* **Entries shown**
--*--

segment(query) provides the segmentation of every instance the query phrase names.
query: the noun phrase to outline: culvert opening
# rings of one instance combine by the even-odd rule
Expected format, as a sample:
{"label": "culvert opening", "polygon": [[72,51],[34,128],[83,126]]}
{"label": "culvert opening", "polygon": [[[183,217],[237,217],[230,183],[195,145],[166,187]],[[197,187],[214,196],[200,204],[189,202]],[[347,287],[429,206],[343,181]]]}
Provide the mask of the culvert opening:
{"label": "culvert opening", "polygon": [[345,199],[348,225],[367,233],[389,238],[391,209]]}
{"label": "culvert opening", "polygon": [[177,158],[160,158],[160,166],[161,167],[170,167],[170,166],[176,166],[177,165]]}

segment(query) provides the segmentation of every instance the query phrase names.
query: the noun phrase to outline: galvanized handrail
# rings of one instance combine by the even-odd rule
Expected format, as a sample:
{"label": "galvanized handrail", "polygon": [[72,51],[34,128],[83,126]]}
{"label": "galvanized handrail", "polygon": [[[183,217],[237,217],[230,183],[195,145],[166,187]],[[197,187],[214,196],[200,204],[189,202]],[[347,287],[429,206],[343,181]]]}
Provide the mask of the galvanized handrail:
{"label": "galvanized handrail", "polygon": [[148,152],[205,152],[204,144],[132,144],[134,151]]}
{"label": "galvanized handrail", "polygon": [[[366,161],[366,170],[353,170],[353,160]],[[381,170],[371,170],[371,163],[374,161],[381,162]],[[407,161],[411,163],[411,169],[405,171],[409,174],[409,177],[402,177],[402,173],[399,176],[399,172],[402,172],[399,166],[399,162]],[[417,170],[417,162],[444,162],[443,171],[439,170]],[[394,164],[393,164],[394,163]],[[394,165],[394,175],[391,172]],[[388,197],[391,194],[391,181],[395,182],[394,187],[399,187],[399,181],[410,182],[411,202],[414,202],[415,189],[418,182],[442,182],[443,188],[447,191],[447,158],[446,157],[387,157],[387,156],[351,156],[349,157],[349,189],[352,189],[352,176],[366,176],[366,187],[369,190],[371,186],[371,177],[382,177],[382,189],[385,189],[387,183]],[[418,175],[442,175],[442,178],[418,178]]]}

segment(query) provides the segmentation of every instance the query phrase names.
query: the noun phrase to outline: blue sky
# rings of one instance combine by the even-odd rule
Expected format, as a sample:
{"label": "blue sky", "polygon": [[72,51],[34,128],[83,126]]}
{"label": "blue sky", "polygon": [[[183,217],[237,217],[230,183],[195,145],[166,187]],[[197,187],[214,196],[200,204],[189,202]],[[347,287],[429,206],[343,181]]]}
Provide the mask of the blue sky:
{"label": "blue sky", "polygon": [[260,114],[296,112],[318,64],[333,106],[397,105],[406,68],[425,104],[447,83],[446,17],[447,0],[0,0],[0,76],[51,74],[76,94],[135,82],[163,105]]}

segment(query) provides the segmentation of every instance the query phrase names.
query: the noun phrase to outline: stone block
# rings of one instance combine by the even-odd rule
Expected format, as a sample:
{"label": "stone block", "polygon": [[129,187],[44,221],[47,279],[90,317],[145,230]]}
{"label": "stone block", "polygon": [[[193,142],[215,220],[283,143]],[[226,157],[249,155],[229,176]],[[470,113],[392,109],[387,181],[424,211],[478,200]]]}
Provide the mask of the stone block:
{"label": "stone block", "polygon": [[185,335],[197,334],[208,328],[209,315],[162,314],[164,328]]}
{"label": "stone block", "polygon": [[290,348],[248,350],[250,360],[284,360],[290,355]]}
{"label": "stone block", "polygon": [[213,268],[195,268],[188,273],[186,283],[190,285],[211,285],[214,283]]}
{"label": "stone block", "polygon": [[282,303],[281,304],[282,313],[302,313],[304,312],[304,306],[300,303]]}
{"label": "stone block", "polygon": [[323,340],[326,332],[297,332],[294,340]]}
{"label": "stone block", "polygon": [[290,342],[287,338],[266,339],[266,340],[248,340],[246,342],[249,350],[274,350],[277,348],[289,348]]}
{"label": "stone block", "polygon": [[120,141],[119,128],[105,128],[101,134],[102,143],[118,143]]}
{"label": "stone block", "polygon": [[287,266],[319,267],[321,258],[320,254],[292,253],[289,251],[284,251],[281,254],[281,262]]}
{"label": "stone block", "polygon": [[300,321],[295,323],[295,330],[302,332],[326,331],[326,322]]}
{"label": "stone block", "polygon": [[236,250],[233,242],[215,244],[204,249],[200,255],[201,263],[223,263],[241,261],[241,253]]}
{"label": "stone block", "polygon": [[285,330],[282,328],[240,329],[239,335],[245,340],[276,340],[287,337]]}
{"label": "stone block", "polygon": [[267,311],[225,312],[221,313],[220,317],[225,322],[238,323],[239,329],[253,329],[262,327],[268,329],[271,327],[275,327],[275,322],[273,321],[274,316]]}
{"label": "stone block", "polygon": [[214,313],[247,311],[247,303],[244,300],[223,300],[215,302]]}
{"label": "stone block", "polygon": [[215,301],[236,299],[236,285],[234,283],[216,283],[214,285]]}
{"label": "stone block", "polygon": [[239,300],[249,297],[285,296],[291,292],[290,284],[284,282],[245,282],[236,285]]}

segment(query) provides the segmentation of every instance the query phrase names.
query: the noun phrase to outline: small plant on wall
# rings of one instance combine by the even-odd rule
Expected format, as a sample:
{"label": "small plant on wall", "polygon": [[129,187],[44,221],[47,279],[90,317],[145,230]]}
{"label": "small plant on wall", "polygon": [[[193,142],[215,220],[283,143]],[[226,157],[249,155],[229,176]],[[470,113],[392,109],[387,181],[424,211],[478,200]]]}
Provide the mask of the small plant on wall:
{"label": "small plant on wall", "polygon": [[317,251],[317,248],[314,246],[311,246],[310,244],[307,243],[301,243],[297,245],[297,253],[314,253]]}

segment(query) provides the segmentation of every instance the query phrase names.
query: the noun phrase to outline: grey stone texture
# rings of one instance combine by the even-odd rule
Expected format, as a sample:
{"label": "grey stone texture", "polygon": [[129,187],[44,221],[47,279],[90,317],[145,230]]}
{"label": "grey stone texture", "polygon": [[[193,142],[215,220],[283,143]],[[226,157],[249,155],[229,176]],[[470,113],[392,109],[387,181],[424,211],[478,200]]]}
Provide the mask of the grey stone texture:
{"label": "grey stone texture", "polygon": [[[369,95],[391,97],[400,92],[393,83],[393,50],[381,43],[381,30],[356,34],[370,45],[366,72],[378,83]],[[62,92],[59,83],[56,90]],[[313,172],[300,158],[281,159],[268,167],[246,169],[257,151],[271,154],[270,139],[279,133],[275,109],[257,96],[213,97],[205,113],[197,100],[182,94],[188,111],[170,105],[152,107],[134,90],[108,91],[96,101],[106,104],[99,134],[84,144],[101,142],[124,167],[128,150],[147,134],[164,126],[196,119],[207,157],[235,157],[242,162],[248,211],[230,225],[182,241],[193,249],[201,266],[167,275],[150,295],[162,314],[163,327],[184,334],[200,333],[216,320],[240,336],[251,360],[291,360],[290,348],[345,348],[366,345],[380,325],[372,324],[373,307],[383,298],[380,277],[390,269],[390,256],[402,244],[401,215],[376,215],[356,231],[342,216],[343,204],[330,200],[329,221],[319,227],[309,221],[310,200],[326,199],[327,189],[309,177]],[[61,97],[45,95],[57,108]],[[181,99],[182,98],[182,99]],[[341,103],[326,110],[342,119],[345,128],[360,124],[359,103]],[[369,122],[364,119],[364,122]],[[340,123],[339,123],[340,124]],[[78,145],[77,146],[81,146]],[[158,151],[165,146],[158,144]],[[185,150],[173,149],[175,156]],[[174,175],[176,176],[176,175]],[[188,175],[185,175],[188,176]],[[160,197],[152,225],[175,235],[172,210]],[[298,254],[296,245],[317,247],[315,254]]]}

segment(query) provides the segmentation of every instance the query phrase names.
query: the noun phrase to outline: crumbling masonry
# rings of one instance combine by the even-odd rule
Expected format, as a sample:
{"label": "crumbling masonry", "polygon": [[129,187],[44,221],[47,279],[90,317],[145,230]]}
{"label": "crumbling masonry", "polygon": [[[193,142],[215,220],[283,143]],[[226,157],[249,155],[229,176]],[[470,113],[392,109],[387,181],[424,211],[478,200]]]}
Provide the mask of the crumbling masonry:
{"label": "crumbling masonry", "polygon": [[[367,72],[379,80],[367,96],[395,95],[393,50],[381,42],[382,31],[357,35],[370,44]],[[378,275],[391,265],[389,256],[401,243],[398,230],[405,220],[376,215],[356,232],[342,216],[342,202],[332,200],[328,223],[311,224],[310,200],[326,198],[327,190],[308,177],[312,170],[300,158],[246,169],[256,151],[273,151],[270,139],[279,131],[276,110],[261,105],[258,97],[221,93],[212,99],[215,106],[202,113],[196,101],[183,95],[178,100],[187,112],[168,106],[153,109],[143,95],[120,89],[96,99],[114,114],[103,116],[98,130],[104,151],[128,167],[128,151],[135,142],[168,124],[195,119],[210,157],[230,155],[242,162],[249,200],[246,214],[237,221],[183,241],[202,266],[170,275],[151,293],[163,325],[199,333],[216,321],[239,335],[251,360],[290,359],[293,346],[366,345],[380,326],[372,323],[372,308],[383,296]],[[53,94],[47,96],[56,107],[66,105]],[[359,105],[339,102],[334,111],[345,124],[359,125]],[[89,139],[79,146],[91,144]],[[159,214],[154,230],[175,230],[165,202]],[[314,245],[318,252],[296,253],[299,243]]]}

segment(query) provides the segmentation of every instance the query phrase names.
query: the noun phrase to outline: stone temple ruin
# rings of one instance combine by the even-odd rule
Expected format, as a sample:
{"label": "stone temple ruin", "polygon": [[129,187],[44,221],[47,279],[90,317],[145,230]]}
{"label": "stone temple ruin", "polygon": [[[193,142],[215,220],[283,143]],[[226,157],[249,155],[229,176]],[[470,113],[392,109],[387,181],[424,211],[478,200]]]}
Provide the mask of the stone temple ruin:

--*--

* **Your task**
Locate each line of the material above that contains the word "mask", and copy those lines out in full.

* **Solution**
Provide the mask of the culvert opening:
Provide the mask of the galvanized handrail:
Provide the mask of the blue sky:
Provide the mask of the stone block:
Provide the mask of the small plant on wall:
Provide the mask of the grey stone texture:
Provide the mask of the crumbling masonry:
Provide the mask of the stone temple ruin:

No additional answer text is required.